• Objectif de l'exercice: Poursuivez, s'il vous plaît, le passage choisi sur les rituels des adolescents, à partir de sa dernière phrase.

• Passage choisi:
****
Derrière la consommation de substances interdites, les adolescents affirment leur identité et leur appartenance à un groupe. «Ils essayent, mais ce n’est pas pour cela qu’ils deviennent moutons. Ils disent rester maitres de leur choix et s’affirment en décidant de consommer ou de ne pas le faire après avoir été initiés à ces substances illicites», explique Imaine Sahed, doctorante à l’École des hautes études en sciences sociales de France.

Les ritualisations adolescentes passent souvent par l’appropriation du corps: tatouages, scarifications, etc. Matériau plastique, ils le transforment alors selon leurs désirs et l’image qu’ils modèlent, précise Denis Jeffrey. Il s’agit aussi d’une certaine quête de la beauté pouvant entrainer des pratiques à risque chez les filles: anorexie, hantise du poil, refus de la sexualisation ou sexualité précoce, comme le rapportait l’étudiante à la maîtrise de l’Université Laval, Anne-Marie Melançon dans son intervention sur les Rites de féminisation à l’adolescence: une mise au monde via les cultes de la beauté.
****
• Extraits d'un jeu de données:
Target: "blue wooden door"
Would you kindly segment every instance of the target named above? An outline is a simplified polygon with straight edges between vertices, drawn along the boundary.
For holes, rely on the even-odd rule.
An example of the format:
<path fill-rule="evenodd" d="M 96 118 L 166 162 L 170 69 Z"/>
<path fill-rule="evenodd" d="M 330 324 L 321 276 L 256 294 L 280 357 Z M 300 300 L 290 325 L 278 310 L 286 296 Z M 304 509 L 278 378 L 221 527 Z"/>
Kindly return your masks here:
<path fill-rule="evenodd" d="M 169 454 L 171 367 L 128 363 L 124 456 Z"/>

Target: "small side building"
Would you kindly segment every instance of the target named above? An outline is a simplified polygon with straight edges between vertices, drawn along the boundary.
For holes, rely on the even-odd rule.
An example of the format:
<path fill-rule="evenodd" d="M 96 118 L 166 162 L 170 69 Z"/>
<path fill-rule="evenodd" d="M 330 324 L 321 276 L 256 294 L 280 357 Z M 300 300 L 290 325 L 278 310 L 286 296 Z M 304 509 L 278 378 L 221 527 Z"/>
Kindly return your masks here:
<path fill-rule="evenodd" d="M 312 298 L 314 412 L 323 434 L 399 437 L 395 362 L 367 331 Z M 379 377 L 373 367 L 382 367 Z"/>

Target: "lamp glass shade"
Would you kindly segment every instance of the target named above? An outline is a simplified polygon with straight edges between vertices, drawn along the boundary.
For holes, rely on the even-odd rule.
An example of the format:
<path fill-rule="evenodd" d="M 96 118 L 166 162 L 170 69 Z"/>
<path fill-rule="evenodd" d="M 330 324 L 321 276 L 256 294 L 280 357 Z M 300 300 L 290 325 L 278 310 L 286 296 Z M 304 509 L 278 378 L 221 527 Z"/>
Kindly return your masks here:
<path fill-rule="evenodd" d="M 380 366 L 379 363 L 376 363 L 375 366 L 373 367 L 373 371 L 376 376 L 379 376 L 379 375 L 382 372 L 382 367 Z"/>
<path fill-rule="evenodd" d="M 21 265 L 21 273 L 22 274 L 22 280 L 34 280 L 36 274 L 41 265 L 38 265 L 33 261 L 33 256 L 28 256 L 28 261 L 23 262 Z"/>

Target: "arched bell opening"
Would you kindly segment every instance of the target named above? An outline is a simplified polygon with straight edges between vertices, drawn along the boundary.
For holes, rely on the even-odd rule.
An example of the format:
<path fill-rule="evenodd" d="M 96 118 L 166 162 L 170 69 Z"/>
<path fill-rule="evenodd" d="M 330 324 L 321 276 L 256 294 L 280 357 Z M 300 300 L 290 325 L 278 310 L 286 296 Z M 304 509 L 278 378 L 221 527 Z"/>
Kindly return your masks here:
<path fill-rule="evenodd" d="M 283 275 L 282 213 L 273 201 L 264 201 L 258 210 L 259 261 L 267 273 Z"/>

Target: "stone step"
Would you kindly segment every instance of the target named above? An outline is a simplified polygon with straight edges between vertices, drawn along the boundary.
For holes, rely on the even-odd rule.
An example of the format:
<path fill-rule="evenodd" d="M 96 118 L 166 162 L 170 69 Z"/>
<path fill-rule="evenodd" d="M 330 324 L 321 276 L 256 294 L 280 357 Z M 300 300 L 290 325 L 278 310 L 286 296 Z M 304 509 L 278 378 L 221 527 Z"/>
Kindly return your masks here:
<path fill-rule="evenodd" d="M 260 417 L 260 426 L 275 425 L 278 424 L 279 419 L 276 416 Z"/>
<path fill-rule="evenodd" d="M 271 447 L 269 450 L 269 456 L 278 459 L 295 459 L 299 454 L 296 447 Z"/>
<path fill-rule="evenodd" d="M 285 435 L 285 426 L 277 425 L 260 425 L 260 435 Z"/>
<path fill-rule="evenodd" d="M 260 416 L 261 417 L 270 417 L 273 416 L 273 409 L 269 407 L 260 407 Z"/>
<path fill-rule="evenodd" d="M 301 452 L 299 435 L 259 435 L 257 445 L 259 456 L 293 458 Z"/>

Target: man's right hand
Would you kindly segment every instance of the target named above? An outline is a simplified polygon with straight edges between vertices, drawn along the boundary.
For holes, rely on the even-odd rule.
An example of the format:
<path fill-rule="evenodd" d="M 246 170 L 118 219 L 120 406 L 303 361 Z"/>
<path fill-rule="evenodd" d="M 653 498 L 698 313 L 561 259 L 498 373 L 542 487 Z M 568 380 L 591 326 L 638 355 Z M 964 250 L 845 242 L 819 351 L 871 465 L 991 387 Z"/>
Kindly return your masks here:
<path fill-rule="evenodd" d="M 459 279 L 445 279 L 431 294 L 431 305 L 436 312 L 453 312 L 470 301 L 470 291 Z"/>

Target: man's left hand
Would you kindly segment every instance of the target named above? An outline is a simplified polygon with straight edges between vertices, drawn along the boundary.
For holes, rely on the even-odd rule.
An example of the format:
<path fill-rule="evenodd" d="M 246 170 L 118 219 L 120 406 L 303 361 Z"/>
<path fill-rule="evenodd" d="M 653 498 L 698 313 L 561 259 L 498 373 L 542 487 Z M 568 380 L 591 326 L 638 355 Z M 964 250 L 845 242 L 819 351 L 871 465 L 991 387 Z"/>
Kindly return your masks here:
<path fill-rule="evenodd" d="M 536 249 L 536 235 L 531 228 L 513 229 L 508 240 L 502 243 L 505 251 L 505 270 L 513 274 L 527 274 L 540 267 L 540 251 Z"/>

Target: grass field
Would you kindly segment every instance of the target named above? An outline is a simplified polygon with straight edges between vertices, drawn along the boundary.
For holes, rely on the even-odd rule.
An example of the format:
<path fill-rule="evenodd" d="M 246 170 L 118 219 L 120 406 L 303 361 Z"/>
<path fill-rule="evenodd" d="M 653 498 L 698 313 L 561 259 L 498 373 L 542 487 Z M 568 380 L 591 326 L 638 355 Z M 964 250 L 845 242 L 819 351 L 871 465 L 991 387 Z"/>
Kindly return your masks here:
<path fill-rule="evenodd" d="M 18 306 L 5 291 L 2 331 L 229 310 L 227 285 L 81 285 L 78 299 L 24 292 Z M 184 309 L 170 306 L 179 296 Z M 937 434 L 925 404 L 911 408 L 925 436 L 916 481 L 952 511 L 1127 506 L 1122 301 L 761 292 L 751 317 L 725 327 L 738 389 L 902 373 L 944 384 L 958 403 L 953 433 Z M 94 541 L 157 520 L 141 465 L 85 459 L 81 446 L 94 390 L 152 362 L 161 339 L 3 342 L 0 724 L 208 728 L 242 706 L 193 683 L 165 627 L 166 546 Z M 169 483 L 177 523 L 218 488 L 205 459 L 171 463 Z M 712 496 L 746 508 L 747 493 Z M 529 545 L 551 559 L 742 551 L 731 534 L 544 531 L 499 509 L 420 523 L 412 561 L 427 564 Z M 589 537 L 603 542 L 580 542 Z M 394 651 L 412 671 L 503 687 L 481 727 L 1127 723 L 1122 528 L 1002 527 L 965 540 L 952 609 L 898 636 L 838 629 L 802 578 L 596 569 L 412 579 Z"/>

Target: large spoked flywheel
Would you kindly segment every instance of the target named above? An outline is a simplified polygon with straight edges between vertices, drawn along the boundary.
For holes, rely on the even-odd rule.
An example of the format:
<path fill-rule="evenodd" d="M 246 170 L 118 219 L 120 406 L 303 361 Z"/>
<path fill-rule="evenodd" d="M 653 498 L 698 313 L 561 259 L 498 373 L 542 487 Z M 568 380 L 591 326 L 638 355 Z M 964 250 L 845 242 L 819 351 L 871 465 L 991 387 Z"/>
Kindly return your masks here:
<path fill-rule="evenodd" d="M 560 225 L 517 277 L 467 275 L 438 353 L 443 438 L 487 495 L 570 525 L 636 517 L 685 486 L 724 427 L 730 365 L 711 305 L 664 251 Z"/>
****
• Résultat attendu:
L’exploration du risque

Entre 12 et 20 ans, c’est aussi l’âge où les jeunes explorent pour la première fois les jeux de hasard et d’argent à l’école et entre amis. Ils seraient plus nombreux à présenter des troubles pathologiques en lien avec cette pratique: 1,2% contre 0,7% chez les adultes. Pourtant, Annie Gendron de l’École nationale de police du Québec ne s’en inquiète pas. «Il s’agit de conduites exploratoires, comme la prise de drogue ou d’alcool. Si les jeunes expérimentent des conduites à risque, ils ne se transforment pas nécessairement en joueurs pathologiques», insiste la chercheuse.

Les jeunes aiment jouer. Poker en ligne, paris entre amis, «gratteux» –des cartes à gratter qu’ils reçoivent souvent en cadeau—, ils aiment autant les jeux d’habileté que ceux de hasard. Ce n’est généralement pas la mise qui importe, bien qu’elle soit un stimulant. Sa recherche, qui a été menée auprès de 1870 élèves du secondaire âgés de 14 à 18 ans, conclut d’ailleurs que les troubles pathologiques émergent surtout chez les jeunes qui adoptent un mode de vie plus déviant impliquant l’alcool et la drogue. Et souvent, ils ne présentent que 2 à 4 des critères du DSM, le manuel diagnostique et statistique des troubles mentaux.

Il faut cependant être attentif aux conséquences de cette pratique sur le jeune. «S’il s’isole, manque l’école ou ne fréquente plus ses amis, c’est que le jeu affecte sa vie et ses relations. Ça devient alors problématique», rappelle Mme Gendron. Mais il faut plutôt miser sur la prévention et l’encadrement des pratiques que de «démoniser» le jeu!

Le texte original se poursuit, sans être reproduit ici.